START Passage shown

Officers said the box wasn't capable of exploding, and they were checking for fingerprints.

"I have no sympathy for the kids who did this and no sympathy about what's going to happen to them," said Robin Taibbi, whose son is one of the 1,400 students at the school.

Today's closure followed a week of threats from students and rumors of trouble at the school.

Last week, police took a Radford student into custody for threatening a repeat of the Littleton, Colo., school massacre that left 15 dead.

Radford Principal Robert Stevens said today that three students linked to threats were suspended last week, and two were later expelled.

Yesterday, a 16-year-old girl at the school was apprehended after an electronic message warning of a bomb was traced to her, police said. The bomb mentioned in the message was supposed to blow up today, they said.

As Radford teachers met this morning to review security plans, hundreds of students milled around outside, some cheering because classes were canceled. A carload of youngsters drove around and yelled "Boom!" at reporters and pedestrians near the school.


By Ken Sakamoto, Star-Bulletin
Patrolman Gary K. Lahens of the Pearl City police
station points to a small wooden box, found at Radford
High School today, that turned out to be a false bomb.



The closure was "exactly what they want. Who had a Spanish test they didn't want to take today?" Taibbi asked.

END Passage shown
START Supplied records

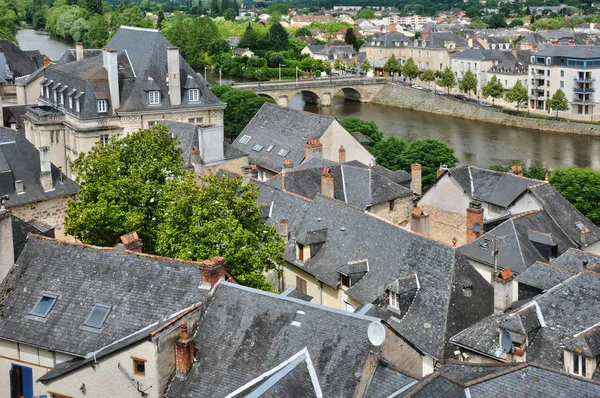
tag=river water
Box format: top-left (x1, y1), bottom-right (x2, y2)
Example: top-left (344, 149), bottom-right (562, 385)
top-left (17, 29), bottom-right (600, 169)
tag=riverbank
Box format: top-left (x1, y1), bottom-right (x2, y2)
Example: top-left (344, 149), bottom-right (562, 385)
top-left (372, 83), bottom-right (600, 136)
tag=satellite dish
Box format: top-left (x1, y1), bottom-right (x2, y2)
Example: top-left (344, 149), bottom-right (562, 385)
top-left (367, 321), bottom-right (385, 347)
top-left (500, 330), bottom-right (512, 353)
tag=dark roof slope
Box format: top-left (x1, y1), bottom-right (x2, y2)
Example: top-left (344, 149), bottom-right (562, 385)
top-left (0, 128), bottom-right (79, 208)
top-left (167, 282), bottom-right (376, 398)
top-left (0, 235), bottom-right (204, 356)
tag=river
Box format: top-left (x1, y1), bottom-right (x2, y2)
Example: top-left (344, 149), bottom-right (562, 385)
top-left (17, 29), bottom-right (600, 169)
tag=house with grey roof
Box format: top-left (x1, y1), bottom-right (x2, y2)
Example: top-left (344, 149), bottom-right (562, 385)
top-left (450, 269), bottom-right (600, 380)
top-left (0, 128), bottom-right (79, 239)
top-left (165, 282), bottom-right (415, 398)
top-left (0, 227), bottom-right (226, 398)
top-left (231, 103), bottom-right (375, 181)
top-left (397, 361), bottom-right (600, 398)
top-left (23, 26), bottom-right (226, 175)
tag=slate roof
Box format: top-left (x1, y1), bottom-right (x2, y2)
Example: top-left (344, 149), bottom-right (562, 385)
top-left (166, 282), bottom-right (376, 398)
top-left (266, 158), bottom-right (414, 209)
top-left (285, 196), bottom-right (493, 360)
top-left (232, 102), bottom-right (335, 173)
top-left (0, 235), bottom-right (205, 357)
top-left (458, 210), bottom-right (575, 274)
top-left (0, 128), bottom-right (79, 208)
top-left (451, 271), bottom-right (600, 370)
top-left (400, 362), bottom-right (600, 398)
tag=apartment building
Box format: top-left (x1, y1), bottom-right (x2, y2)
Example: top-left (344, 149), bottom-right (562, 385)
top-left (529, 46), bottom-right (600, 117)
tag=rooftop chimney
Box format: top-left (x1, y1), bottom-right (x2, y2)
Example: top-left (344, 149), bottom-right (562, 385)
top-left (321, 167), bottom-right (333, 199)
top-left (74, 41), bottom-right (83, 61)
top-left (200, 257), bottom-right (225, 290)
top-left (410, 163), bottom-right (422, 195)
top-left (339, 145), bottom-right (346, 164)
top-left (0, 202), bottom-right (15, 280)
top-left (119, 231), bottom-right (143, 253)
top-left (102, 48), bottom-right (121, 111)
top-left (467, 200), bottom-right (483, 243)
top-left (304, 138), bottom-right (323, 160)
top-left (175, 319), bottom-right (194, 376)
top-left (167, 47), bottom-right (181, 105)
top-left (277, 218), bottom-right (289, 243)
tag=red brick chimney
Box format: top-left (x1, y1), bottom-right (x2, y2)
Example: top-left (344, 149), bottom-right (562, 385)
top-left (410, 163), bottom-right (423, 195)
top-left (340, 145), bottom-right (346, 163)
top-left (175, 319), bottom-right (194, 376)
top-left (321, 167), bottom-right (334, 199)
top-left (200, 257), bottom-right (225, 289)
top-left (467, 200), bottom-right (483, 243)
top-left (304, 139), bottom-right (323, 160)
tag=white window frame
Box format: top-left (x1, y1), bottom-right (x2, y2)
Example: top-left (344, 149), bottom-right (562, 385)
top-left (188, 88), bottom-right (200, 102)
top-left (96, 100), bottom-right (108, 113)
top-left (148, 91), bottom-right (160, 105)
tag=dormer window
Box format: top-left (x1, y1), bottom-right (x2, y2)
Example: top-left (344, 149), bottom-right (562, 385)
top-left (96, 100), bottom-right (108, 113)
top-left (148, 91), bottom-right (160, 105)
top-left (188, 88), bottom-right (200, 102)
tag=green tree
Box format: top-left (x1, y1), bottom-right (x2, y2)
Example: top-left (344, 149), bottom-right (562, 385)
top-left (437, 66), bottom-right (456, 94)
top-left (211, 86), bottom-right (275, 139)
top-left (402, 57), bottom-right (419, 83)
top-left (65, 126), bottom-right (185, 253)
top-left (458, 69), bottom-right (477, 99)
top-left (401, 139), bottom-right (458, 186)
top-left (340, 117), bottom-right (383, 147)
top-left (506, 80), bottom-right (529, 110)
top-left (383, 54), bottom-right (402, 80)
top-left (156, 174), bottom-right (284, 290)
top-left (481, 76), bottom-right (504, 105)
top-left (421, 69), bottom-right (435, 89)
top-left (548, 88), bottom-right (569, 118)
top-left (549, 166), bottom-right (600, 225)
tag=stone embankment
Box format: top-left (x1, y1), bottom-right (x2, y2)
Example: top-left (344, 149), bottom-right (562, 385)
top-left (372, 83), bottom-right (600, 135)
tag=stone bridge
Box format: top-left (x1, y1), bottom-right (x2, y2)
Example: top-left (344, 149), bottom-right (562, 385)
top-left (235, 77), bottom-right (388, 106)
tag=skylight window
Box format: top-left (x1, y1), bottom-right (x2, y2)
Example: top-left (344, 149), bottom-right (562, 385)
top-left (31, 293), bottom-right (58, 318)
top-left (240, 135), bottom-right (250, 144)
top-left (82, 303), bottom-right (112, 333)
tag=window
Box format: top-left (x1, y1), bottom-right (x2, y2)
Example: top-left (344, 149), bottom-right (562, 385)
top-left (148, 91), bottom-right (160, 105)
top-left (31, 293), bottom-right (58, 318)
top-left (82, 303), bottom-right (112, 333)
top-left (131, 357), bottom-right (147, 376)
top-left (571, 352), bottom-right (586, 377)
top-left (100, 134), bottom-right (110, 146)
top-left (388, 290), bottom-right (400, 309)
top-left (188, 88), bottom-right (200, 102)
top-left (96, 100), bottom-right (108, 113)
top-left (296, 276), bottom-right (306, 294)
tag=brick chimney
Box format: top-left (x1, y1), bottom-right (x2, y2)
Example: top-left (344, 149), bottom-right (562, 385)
top-left (119, 231), bottom-right (143, 253)
top-left (321, 167), bottom-right (334, 199)
top-left (167, 47), bottom-right (181, 105)
top-left (0, 204), bottom-right (15, 280)
top-left (175, 319), bottom-right (194, 376)
top-left (200, 257), bottom-right (225, 290)
top-left (74, 41), bottom-right (83, 64)
top-left (277, 218), bottom-right (289, 243)
top-left (304, 138), bottom-right (323, 160)
top-left (410, 163), bottom-right (423, 195)
top-left (102, 48), bottom-right (121, 111)
top-left (467, 200), bottom-right (483, 243)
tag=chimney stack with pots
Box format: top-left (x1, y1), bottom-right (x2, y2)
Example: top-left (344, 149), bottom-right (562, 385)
top-left (410, 163), bottom-right (422, 195)
top-left (200, 257), bottom-right (225, 290)
top-left (467, 200), bottom-right (483, 243)
top-left (321, 167), bottom-right (334, 199)
top-left (175, 319), bottom-right (194, 376)
top-left (167, 47), bottom-right (181, 105)
top-left (304, 138), bottom-right (323, 160)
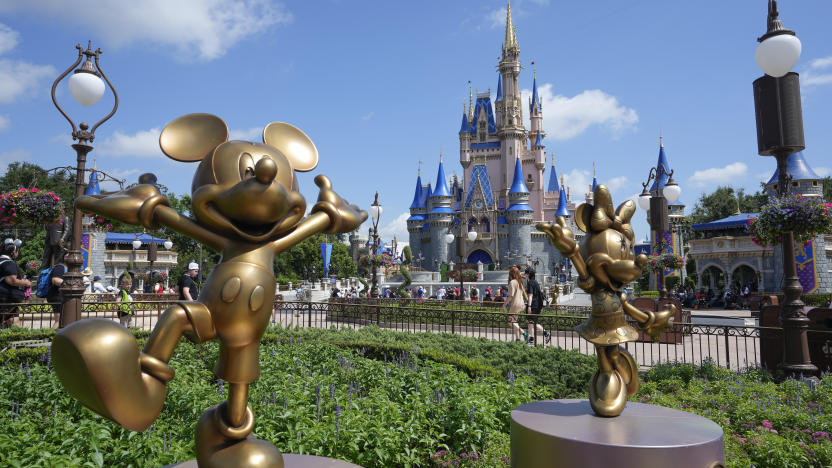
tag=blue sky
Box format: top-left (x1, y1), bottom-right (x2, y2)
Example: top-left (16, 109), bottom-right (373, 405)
top-left (0, 0), bottom-right (832, 245)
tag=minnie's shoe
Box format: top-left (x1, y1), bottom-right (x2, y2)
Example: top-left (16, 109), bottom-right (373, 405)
top-left (52, 319), bottom-right (174, 431)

END Supplied records

# [Assigned task]
Please rewrite the Radford bomb-scare article between "Today's closure followed" and "left 15 dead.", inclusive, substituting "detention" for "custody".

# [Response to the task]
Today's closure followed a week of threats from students and rumors of trouble at the school.

Last week, police took a Radford student into detention for threatening a repeat of the Littleton, Colo., school massacre that left 15 dead.